** Start **

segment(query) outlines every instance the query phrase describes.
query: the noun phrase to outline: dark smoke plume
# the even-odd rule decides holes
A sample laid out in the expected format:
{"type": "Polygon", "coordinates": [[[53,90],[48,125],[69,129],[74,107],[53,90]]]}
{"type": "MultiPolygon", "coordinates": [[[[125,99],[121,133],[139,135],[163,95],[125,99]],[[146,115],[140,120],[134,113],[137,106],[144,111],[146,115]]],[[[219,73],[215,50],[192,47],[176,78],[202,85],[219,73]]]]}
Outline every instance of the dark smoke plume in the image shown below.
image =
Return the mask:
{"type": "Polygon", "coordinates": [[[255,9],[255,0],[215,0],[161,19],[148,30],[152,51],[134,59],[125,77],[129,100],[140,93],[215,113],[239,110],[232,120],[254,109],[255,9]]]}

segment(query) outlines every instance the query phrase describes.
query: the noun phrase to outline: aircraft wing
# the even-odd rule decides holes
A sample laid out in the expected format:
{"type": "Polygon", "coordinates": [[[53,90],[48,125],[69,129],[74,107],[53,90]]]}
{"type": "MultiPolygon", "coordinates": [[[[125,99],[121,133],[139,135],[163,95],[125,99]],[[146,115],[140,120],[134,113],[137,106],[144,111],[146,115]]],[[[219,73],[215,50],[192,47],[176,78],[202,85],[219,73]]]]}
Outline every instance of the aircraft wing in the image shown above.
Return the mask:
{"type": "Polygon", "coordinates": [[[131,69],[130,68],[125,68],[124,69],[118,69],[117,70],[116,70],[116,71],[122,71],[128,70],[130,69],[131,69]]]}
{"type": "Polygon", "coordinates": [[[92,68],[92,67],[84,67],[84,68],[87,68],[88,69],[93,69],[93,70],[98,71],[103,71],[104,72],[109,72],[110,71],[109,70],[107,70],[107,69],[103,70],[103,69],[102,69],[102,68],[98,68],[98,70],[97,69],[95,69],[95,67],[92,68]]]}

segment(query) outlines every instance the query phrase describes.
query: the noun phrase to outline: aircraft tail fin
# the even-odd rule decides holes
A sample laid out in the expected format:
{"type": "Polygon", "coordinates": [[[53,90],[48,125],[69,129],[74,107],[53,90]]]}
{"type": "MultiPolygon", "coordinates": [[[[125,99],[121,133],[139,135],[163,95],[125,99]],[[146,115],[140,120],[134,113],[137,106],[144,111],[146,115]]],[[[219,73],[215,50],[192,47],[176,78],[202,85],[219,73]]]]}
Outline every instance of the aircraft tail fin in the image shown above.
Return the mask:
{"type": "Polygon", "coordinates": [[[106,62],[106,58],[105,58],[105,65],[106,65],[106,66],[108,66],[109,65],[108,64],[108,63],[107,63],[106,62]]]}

** End **

> Requirements
Pick out each line in the listing above that contains the string "plume" and copy those lines. Only matches with the same capitalization count.

> Solution to this task
query: the noun phrase to outline: dark smoke plume
Outline every instance of the dark smoke plume in the image shown below.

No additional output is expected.